### STATED EXERCISE
Copy the items verbatim from their first line through the line containing "[[397, 252, 440, 260], [360, 250, 407, 260]]", including both ends.

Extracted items
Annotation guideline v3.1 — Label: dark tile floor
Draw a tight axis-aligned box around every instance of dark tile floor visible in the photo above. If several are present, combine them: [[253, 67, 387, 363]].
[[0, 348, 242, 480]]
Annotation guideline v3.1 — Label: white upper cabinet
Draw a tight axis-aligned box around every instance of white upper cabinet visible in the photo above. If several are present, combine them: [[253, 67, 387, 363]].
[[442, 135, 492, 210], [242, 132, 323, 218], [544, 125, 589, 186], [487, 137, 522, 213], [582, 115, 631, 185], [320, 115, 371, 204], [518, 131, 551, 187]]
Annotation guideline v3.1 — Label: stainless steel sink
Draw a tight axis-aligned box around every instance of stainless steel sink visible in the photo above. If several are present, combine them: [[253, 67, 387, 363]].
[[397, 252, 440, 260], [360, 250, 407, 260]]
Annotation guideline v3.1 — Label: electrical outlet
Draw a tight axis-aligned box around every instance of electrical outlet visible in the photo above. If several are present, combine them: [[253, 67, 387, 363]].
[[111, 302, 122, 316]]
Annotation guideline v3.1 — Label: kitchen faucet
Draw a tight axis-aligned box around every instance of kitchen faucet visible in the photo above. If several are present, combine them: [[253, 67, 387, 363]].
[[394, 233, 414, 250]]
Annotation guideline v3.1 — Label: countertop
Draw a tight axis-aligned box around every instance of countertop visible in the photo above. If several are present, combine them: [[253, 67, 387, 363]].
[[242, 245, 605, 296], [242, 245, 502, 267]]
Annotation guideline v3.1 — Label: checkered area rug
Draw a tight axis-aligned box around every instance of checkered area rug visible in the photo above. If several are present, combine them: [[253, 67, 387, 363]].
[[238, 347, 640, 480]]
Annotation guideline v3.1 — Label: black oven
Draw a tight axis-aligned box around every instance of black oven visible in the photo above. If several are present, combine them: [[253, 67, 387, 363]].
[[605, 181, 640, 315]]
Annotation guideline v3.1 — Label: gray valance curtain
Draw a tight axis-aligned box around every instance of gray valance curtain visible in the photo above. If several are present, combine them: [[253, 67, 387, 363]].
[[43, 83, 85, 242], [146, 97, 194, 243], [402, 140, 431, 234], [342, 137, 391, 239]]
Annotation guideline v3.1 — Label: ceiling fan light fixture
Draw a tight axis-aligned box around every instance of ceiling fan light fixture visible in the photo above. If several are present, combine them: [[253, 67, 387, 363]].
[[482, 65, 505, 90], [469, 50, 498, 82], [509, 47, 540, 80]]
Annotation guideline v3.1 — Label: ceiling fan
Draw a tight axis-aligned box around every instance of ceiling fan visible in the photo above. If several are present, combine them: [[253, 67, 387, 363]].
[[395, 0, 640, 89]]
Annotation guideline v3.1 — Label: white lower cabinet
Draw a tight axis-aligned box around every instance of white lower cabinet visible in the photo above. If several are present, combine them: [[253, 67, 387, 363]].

### SOLUTION FOR THIS TASK
Annotation guideline v3.1 — Label: dark tile floor
Draw a tight axis-aligned box around every instance of dark tile floor visible in the photo above. If several are present, combine them: [[253, 67, 387, 363]].
[[0, 348, 242, 480]]
Annotation guideline v3.1 — Label: white upper cabinet
Draw a tight axis-aligned box around every instance of white upper cabinet visible in the photo above. If several are present, combine them: [[253, 67, 387, 363]].
[[442, 135, 492, 210], [242, 132, 323, 218], [544, 125, 589, 186], [487, 137, 522, 213], [582, 115, 631, 185], [320, 115, 371, 204], [518, 131, 551, 187]]
Annotation guideline v3.1 — Label: stainless steel sink
Draw a tight axis-aligned box around every instance of stainless steel sink visible in the photo above. If several are present, combine them: [[253, 67, 387, 363]].
[[397, 252, 440, 260], [360, 250, 407, 260]]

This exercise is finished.